YOUR TASK » Nothing but an exact reprint of the records is to be returned.

INFORMATION SUPPLIED: Begin

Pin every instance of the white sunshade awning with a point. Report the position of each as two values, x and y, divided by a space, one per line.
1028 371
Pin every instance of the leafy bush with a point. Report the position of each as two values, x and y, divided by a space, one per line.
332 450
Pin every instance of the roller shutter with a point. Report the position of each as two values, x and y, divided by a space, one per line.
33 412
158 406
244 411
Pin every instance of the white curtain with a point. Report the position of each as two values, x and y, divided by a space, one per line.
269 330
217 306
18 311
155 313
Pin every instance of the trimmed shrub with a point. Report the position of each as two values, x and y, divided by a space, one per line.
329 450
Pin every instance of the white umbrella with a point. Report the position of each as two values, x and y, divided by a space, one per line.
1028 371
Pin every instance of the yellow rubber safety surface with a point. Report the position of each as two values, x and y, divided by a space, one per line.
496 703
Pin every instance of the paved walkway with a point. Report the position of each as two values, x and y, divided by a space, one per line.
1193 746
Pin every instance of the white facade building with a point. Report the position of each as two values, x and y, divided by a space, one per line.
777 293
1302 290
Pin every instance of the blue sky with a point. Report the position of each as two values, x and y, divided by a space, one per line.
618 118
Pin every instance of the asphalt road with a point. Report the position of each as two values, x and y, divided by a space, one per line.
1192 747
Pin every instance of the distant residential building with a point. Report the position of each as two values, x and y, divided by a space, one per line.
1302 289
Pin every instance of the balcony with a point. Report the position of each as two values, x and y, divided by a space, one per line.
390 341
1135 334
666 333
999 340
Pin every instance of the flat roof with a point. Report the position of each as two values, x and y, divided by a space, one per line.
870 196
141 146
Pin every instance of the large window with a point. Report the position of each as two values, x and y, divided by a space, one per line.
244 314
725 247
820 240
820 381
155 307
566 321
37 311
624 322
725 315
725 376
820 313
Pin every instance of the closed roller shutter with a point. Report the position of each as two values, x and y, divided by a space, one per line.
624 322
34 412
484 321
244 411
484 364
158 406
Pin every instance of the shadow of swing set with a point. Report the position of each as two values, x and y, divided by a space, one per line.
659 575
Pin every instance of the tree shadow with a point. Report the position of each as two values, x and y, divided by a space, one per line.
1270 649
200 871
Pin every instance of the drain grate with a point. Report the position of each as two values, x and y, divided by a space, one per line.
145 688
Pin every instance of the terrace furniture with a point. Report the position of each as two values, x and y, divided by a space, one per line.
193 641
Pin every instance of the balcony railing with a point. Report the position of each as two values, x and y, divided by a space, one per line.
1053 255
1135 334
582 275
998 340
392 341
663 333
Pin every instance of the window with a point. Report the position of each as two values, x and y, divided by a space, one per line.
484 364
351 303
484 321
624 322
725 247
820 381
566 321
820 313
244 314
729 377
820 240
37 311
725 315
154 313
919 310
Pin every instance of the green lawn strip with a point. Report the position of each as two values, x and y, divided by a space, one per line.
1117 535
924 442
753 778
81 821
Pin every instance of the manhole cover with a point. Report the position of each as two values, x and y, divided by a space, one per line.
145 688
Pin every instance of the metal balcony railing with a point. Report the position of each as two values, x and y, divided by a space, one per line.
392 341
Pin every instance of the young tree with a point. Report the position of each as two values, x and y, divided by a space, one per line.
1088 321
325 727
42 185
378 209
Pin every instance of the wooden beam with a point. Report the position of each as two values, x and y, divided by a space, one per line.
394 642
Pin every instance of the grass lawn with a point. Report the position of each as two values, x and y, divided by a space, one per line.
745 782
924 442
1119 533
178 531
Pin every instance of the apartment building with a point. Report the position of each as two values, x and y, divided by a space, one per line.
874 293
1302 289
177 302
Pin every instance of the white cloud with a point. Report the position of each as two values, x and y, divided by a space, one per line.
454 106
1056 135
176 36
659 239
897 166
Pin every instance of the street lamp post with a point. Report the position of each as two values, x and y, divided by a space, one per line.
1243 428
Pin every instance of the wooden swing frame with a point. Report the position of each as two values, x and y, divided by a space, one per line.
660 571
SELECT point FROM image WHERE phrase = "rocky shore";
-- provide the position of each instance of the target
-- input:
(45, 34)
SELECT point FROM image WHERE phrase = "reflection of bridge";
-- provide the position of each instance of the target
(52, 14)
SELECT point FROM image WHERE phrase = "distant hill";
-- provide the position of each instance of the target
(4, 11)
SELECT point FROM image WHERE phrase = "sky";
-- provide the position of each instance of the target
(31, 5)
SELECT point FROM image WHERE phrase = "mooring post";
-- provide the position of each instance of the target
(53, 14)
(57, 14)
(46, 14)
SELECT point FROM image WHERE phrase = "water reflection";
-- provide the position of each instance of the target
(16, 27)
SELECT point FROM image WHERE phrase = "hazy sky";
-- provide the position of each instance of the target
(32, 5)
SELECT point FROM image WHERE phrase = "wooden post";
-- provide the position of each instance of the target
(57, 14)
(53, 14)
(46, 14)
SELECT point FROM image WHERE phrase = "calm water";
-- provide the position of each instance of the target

INFORMATION SUPPLIED: End

WRITTEN SOLUTION »
Pin every instance of the white sunshade awning with a point. Report the position of each as two values, x and y, divided by a space, one per line.
1028 371
Pin every instance of the leafy bush with a point. Report the position of each as two values, x and y, divided by a space, one per line.
332 450
Pin every instance of the roller shutter with a point. Report the position of each as two values, x and y, divided by a space, one per line.
33 412
158 406
244 411
Pin every instance of the white curtain with a point. Report the position of each as two values, x and y, divided by a space, one per line.
269 330
217 306
18 311
155 313
Pin every instance of the trimmed shrub with a point. Report the position of each as two values, x and y, divided by a space, one per line.
329 450
Pin every instance of the white umbrella with a point. Report the position of each as two values, x and y, divided by a space, one per line.
1028 371
Pin every instance of the yellow rubber safety surface with a point. Report the position of each as two values, x and y, divided by a space, one per line.
496 703
Pin every instance of the paved walkway with a point. Report the position of each as two values, x and y, divided by a space, one per line.
1193 746
Pin every instance of the white facade building with a point. Report the position of each as two values, x and y, divided by a space, one per line.
777 293
1302 290
Pin every instance of the blue sky with a point. Report the position of each as two values, x and y, divided by a space, one per line.
618 118
Pin every instance of the asphalt road with a point. Report the position of each as two values, x and y, divided by a space, one per line.
1192 747
Pin every instance of the distant residential building with a point. Report the position of each as two values, x and y, divided by a space, one per line.
1302 289
Pin every instance of the balcony with a point. Report the position of each as two values, x and y, divided by a space, one per line.
390 341
1135 334
666 333
999 340
Pin every instance of the flat roof with a point. Report the position of each as two values, x and y, divided by a space, one per line.
870 196
141 146
Pin every instance of the large window with a point. Report the position of each as two values, x and y, divided by a space, one per line.
244 314
725 247
820 240
820 381
155 307
566 321
37 311
624 322
725 315
725 376
820 313
Pin every instance of the closed roller shutter with a point. Report the position of each as two values, x and y, divided by a space, one per line.
624 322
34 412
484 321
244 411
484 364
158 406
Pin every instance of the shadow of swing set with a point. Report the position of each as two values, x and y, divided by a space, one per line.
659 575
Pin every instance of the tree shadow with a point. Report the position of each as two values, x and y, divided by a space, one per line.
1270 649
200 871
Pin every instance of the drain grate with a point. Report the position of each as two values, x and y, divided by a space, one per line.
145 688
Pin every instance of the terrace furniture with a point. Report the position of each as two values, x and y, divided by a space, one per line.
193 641
Pin every instance of the balcony railing with a point. Report the position of each as two values, x and y, divided by a space, one per line.
1053 255
1135 334
582 275
998 340
392 341
663 333
Pin every instance of the window with a point. Report the position of each as two values, x and y, divided by a space, one per line.
484 364
351 303
484 321
624 322
725 247
820 381
566 321
820 313
244 314
729 377
820 240
37 311
725 315
154 313
919 310
Pin every instance of the green lawn strip with a point. Report the position of each as two values, x and y, divided by a space, one per line.
1117 535
924 442
753 778
81 821
Pin every instance of the manhole cover with a point. Report the position of each as two values, x and y, divided by a space, one per line.
145 688
Pin every instance of the metal balcony railing with a point. Report the position of each as two values, x and y, divided by a space, one per line.
392 341
Pin every instance of the young tree with a point. Report the position of each as two values, x and y, divided by a space, one per line.
1088 321
325 727
42 185
378 209
Pin every instance of the wooden beam with a point. Report the position of each as two values, x and y, divided by a space, one per line.
394 642
Pin every instance of the grass lawn with a point. Report the position of each as two values, x and y, divided by a space, one per line.
745 782
924 442
1119 533
178 531
Pin every instance of the apartment building with a point. Report the position of each as two values, x and y, divided by a space, one per line.
874 293
1302 289
177 302
Pin every instance of the white cloud with a point. Report the position of each as two values, x and y, divided by a space, one per line.
454 106
1056 135
176 36
659 239
897 166
Pin every instance of the street lamp post with a point. Report the position of each as two values, x and y, divided by a space, one per line.
1243 428
Pin every instance of the wooden swing frame with a point. Report the position of each as two values, x and y, divided by a space, one per line.
660 571
SELECT point FROM image WHERE phrase = "rocky shore";
-- provide the position of each instance of the target
-- input:
(45, 34)
SELECT point FROM image WHERE phrase = "reflection of bridge";
-- provide the position of each instance of the target
(52, 14)
SELECT point FROM image WHERE phrase = "distant hill";
-- provide the position of each instance of the target
(4, 11)
SELECT point FROM image WHERE phrase = "sky";
-- provide the position of each instance of the target
(31, 5)
SELECT point FROM image WHERE phrase = "mooring post";
-- provide the position of each instance of the target
(53, 14)
(57, 14)
(46, 14)
SELECT point FROM image WHERE phrase = "water reflection";
-- provide the position of each instance of the target
(16, 27)
SELECT point FROM image WHERE phrase = "hazy sky";
-- provide the position of each instance of the target
(32, 5)
SELECT point FROM image WHERE phrase = "wooden post";
-- provide the position of each instance of the target
(57, 14)
(53, 14)
(46, 14)
SELECT point FROM image WHERE phrase = "calm water";
-- provide the position of each instance of the target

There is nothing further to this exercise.